■ **Do this**
Tally the lines in the data below that contain the string "wheel", treating uppercase and lowercase as distinct. Give only the number.

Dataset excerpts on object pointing
============

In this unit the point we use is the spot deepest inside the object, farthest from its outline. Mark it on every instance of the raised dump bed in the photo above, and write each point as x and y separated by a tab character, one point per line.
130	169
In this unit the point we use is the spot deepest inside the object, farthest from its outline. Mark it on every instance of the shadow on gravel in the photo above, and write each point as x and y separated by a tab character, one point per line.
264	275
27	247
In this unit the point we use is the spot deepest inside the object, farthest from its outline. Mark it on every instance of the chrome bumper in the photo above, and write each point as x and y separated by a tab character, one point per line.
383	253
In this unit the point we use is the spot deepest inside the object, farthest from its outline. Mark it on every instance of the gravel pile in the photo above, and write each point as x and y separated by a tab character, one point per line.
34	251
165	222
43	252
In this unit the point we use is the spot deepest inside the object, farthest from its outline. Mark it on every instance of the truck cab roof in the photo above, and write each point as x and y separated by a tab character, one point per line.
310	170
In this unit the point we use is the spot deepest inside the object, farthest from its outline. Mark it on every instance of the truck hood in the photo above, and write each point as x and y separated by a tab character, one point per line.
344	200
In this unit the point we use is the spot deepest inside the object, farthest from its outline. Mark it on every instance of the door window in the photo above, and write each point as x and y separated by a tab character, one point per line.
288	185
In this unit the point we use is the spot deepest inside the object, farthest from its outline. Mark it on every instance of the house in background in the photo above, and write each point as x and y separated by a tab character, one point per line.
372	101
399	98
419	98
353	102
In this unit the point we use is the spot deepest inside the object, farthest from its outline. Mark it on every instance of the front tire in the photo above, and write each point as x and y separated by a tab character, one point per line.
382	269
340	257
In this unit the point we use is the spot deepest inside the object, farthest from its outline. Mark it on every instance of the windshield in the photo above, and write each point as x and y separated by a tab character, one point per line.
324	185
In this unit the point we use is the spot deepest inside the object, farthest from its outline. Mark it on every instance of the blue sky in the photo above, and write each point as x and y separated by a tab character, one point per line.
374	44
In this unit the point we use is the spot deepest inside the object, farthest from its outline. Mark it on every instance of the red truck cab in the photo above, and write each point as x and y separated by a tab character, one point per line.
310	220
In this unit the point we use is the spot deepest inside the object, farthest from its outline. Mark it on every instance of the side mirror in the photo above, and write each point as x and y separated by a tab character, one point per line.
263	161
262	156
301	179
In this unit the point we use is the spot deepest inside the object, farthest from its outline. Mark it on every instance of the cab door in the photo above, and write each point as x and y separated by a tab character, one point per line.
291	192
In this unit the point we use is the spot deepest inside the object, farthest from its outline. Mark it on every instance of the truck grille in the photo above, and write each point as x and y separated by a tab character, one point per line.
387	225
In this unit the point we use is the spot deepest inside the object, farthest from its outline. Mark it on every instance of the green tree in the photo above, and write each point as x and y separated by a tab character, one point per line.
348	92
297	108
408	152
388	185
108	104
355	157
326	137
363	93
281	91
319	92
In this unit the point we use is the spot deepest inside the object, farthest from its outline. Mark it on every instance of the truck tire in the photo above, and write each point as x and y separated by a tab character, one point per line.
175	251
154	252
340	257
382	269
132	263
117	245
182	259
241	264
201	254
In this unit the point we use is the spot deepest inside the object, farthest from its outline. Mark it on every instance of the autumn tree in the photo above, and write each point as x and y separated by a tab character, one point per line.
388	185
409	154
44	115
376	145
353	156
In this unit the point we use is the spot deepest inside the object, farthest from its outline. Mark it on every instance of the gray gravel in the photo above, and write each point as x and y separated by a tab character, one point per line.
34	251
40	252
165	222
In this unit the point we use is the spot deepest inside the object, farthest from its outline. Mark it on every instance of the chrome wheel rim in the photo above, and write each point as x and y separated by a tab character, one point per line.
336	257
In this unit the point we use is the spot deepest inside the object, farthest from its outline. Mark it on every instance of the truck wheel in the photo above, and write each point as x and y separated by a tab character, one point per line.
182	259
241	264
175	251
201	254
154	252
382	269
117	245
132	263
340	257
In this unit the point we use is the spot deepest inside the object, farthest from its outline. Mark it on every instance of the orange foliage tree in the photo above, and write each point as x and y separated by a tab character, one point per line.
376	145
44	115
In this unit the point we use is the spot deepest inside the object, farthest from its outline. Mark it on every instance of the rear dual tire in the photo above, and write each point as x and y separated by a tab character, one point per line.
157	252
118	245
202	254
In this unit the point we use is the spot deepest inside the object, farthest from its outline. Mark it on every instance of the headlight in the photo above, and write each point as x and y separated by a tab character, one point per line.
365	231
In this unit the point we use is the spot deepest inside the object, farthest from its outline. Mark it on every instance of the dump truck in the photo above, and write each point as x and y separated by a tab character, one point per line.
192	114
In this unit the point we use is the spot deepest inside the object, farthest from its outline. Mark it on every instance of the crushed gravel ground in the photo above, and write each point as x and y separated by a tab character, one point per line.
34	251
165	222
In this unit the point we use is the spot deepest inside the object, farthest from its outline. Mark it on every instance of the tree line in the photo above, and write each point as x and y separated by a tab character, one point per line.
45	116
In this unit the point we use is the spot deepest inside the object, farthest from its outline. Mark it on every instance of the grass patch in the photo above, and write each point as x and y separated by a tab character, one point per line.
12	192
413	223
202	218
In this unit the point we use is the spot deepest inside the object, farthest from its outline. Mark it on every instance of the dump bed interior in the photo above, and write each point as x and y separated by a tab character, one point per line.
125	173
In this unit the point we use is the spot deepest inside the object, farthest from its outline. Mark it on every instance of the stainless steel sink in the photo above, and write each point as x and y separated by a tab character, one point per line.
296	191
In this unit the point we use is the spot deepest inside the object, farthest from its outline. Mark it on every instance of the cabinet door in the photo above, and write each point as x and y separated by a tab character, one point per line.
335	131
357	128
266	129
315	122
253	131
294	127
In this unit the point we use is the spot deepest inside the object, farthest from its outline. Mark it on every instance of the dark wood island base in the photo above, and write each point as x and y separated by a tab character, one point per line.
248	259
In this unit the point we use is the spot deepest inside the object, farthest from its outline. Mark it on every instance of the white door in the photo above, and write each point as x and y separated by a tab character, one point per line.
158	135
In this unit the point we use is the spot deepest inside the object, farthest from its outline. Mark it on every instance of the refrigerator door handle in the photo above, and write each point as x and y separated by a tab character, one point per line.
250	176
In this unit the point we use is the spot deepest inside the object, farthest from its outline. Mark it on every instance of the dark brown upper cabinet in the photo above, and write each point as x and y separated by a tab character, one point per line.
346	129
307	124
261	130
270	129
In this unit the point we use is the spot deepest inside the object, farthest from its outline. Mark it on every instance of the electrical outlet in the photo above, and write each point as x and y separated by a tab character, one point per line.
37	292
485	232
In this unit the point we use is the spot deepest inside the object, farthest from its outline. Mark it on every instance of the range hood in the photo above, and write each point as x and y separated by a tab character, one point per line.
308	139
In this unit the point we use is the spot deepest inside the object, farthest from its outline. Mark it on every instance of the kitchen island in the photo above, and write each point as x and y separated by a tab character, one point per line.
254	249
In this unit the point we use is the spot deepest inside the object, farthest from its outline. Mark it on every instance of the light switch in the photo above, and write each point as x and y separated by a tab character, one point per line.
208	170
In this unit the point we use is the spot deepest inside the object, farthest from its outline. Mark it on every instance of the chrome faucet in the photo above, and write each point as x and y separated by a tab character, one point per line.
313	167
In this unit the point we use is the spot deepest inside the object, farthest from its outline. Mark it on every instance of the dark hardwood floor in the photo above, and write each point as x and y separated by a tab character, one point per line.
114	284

============

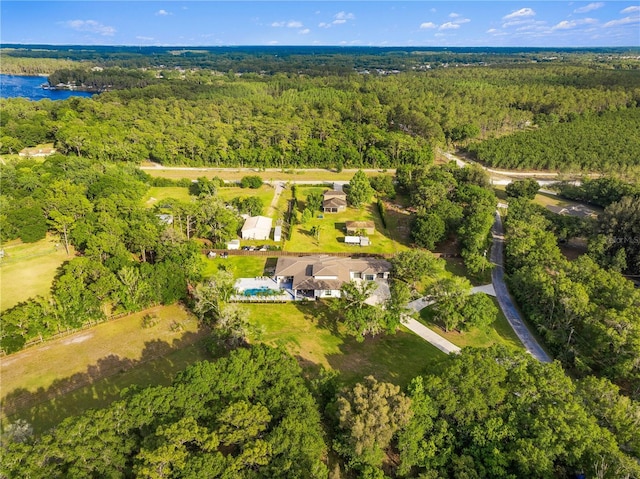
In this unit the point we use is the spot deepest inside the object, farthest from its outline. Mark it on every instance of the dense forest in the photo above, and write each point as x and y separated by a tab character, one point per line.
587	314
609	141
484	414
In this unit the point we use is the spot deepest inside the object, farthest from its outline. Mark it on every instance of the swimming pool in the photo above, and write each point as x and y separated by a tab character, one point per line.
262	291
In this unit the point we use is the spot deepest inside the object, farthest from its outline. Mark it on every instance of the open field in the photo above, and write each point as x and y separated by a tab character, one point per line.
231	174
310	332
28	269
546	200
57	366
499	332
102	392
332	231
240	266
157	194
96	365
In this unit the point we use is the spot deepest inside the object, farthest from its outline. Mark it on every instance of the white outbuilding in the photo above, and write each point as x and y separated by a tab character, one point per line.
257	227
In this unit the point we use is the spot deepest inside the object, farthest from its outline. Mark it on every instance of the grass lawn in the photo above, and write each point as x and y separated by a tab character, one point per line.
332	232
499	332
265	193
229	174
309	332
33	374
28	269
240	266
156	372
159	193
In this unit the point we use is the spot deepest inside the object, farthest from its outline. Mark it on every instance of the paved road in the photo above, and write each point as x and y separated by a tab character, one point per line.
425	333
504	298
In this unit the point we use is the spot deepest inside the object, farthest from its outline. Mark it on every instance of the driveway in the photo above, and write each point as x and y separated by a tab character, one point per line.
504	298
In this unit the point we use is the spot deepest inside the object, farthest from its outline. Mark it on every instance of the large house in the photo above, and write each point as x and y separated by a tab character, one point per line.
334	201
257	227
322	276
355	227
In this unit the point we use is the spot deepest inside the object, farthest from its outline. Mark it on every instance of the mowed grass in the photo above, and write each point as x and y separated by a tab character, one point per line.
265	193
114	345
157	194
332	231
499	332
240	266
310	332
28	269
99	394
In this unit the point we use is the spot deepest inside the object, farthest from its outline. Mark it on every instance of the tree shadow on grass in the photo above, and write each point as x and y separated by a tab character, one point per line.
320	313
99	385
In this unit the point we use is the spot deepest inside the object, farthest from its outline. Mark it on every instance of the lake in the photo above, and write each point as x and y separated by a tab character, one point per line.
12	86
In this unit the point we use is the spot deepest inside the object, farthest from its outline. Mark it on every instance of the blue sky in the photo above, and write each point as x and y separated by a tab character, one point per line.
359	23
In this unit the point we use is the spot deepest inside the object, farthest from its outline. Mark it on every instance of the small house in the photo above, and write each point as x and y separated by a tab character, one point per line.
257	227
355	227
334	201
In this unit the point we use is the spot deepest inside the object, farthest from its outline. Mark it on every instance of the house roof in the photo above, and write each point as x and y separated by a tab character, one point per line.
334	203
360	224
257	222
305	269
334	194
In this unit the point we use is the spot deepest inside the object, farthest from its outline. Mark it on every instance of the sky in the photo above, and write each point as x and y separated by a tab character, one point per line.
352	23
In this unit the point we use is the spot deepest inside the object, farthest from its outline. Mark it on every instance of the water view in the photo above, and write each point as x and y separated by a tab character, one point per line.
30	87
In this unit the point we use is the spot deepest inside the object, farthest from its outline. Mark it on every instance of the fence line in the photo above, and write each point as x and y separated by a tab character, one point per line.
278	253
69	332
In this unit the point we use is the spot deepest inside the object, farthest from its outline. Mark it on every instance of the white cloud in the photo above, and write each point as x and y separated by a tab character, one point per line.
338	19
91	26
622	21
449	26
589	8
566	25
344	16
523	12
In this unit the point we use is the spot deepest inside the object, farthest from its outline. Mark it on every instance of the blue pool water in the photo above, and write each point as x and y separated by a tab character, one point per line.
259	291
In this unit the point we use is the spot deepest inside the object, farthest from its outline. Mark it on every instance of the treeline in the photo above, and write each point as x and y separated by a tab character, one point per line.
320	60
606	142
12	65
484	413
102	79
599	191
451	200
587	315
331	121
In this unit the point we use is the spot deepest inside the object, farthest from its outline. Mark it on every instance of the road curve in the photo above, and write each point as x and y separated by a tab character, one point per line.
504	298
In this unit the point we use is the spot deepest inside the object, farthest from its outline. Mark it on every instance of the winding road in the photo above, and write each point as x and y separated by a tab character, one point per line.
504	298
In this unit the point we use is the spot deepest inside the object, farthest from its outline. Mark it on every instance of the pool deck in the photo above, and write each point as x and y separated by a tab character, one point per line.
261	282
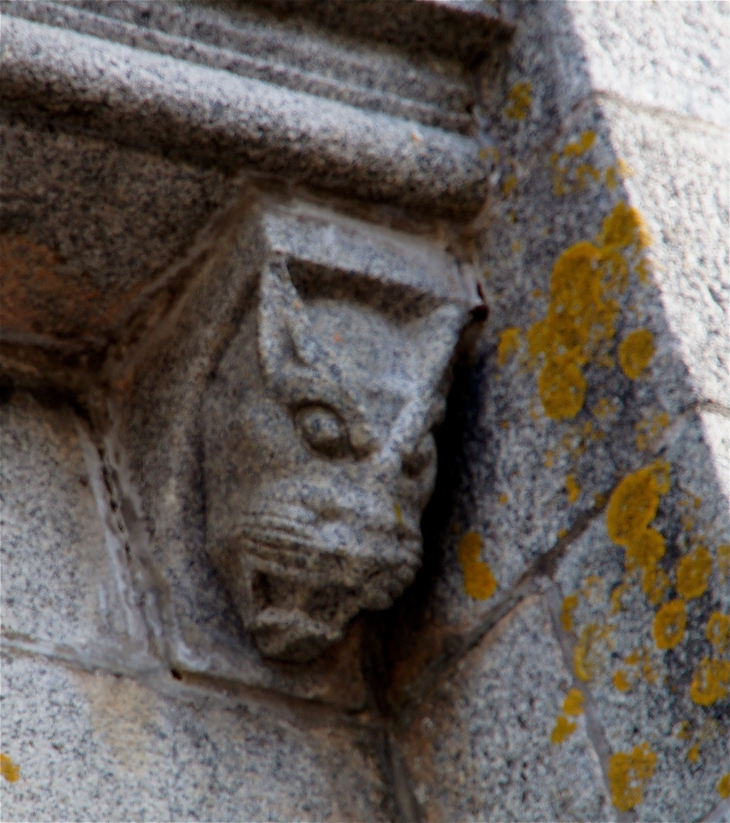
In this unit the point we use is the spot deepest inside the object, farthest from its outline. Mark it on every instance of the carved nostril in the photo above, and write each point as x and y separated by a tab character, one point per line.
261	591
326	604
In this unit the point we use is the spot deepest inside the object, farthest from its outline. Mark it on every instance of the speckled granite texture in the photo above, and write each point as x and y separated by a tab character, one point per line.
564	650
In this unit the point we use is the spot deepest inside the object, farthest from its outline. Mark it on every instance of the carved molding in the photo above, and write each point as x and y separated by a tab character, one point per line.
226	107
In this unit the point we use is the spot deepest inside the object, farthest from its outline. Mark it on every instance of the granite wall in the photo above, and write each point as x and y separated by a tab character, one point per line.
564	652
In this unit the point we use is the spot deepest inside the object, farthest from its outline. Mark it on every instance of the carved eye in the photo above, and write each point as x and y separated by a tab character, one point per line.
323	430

============

■ **Exercise answer**
2